__Direction A__: In the records below, quote the lines beginning with the one containing "Mark a point on each instance of the stage" and ending after the one containing "x=459, y=246". Include both of those lines.

__Source excerpt__:
+++++

United States District Court, E.D. Wisconsin

August 31, 2016

EARNEST L. JOHNSON, JR., Plaintiff,
v.
DR. EUGENE BURKE, et al., Defendants.

          DECISION AND ORDER

          LYNN ADELMAN, District Judge.

         Plaintiff, Earnest Johnson, filed an action under 42 U.S.C. § 1983, alleging that defendants violated his civil rights. This matter comes before me on: (1) plaintiff's third request to change payment from the full filing fee ($350.00) to $304.12 (ECF No. 24), (2) plaintiff's “response” to the screening order issued August 10, 2016 (ECF No. 25); (3) plaintiff's fourth motion to appoint counsel (ECF No. 26); and (4) plaintiff's motion to amend/correct the addresses of Dr. Maria Beg and Dr. Jeffrey Shovers (ECF No. 27).

         Motion on Payment of the Filing Fee

         The Prison Litigation Reform Act (“PLRA”) allows inmates to proceed with their lawsuits in federal court without pre-paying the $350 filing fee. 28 U.S.C. § 1915. However, this right is only available to a petitioner that is “unable to pay such fees or give security therefor.” § 1915(a)(1). Plaintiff was able to pay the full filing fee at the time the lawsuit was filed, and he in fact paid the amount. Therefore, his third request to change payment $350.00 to $304.14 is denied.

+++++

__Listed records__:
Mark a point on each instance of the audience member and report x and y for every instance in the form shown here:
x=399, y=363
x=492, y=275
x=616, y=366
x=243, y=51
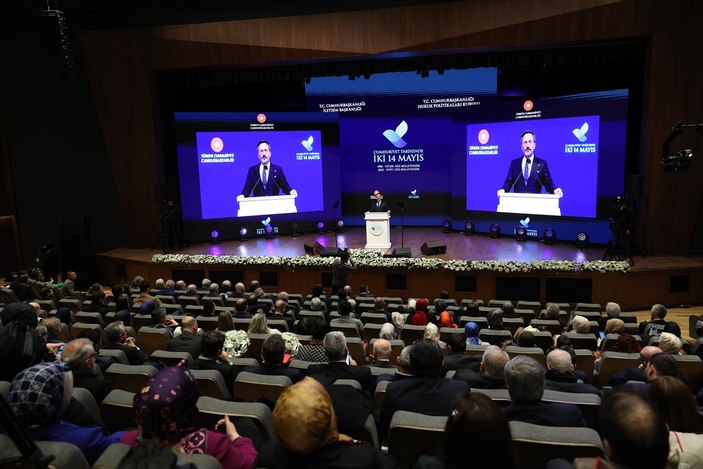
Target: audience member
x=166, y=411
x=561, y=374
x=189, y=340
x=471, y=333
x=426, y=392
x=305, y=423
x=525, y=380
x=38, y=397
x=213, y=357
x=80, y=356
x=272, y=353
x=490, y=374
x=340, y=365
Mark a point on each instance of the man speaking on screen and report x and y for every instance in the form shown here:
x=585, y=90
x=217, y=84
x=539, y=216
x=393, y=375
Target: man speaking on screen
x=529, y=173
x=265, y=178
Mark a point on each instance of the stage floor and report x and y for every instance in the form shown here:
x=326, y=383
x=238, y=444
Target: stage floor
x=459, y=246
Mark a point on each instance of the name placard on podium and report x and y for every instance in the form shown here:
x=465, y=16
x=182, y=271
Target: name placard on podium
x=533, y=204
x=378, y=233
x=270, y=205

+++++

__Direction B__: Continue the court's decision and order in the Johnson v. Burke case from where it stops.

__Reply A__:
Mark a point on each instance of the stage floor and report x and y for every instance in the form shown here:
x=326, y=383
x=238, y=444
Target: stage floor
x=459, y=246

__Reply B__:
         Plaintiff is advised that it is within my inherent power as a federal court to sanction vexatious litigants. See Chambers v. NASCO, Inc., 501 U.S. 32, 43-46 (1991); Bus. Guides, Inc. v. Chromatic Commc'ns Enters., Inc., 498 U.S. 533, 540-54 (1991). This rule holds true for vexatious lawyers as well as vexatious inmates. See Smith v. Gleason, No. 12-CV-633, 2013 WL 6238488, at *8 (W.D. Wis. Nov. 27, 2013). I am obligated to allocate the court's resources so as to assure that “the interests of justice are served and the courthouse doors remain open to all, not simply to the relentless.” Id. (citing In re McDonald, 489 U.S. 180, 184 (1989); then citing Procup v. Strickland, 792 F.2d 1069, 1073-74 (11th Cir. 1986) (en banc) (per curiam); then citing Ruderer v. Fines, 614 F.2d 1128, 1130-32 (7th Cir. 1980); and then citing Support Sys. Int'l, Inc. v. Mack, 45 F.3d 185 (7th Cir. 1995)). Therefore, plaintiff is now warned that he risks sanctions, including monetary penalties, if he continues to abuse scarce judicial resources with repetitive filings. See United States v. Robinson, 251 F.3d 594, 595 (7th Cir. 2001) (approving the use of sanctions, after adequate warning, against “a litigant who inundates the court with frivolous motions, imposing costs in time and paperwork on the court and its staff and delaying the disposition of meritorious appeals and motions”).

         Plaintiff's Response to the Screening Order

         The plaintiff also filed a letter explaining that several facts in the screening order issued August 10, 2016 are either incomplete or inaccurate. ECF No. 25. I understand plaintiff's desire to get every detail correct, but corrections of this nature are unnecessary at this point in the litigation. I have already allowed plaintiff to proceed against each defendant who was personally involved in the constitutional deprivation. Should defendants file an answer to the amended complaint, the parties can use discovery to flesh out the details of that claim.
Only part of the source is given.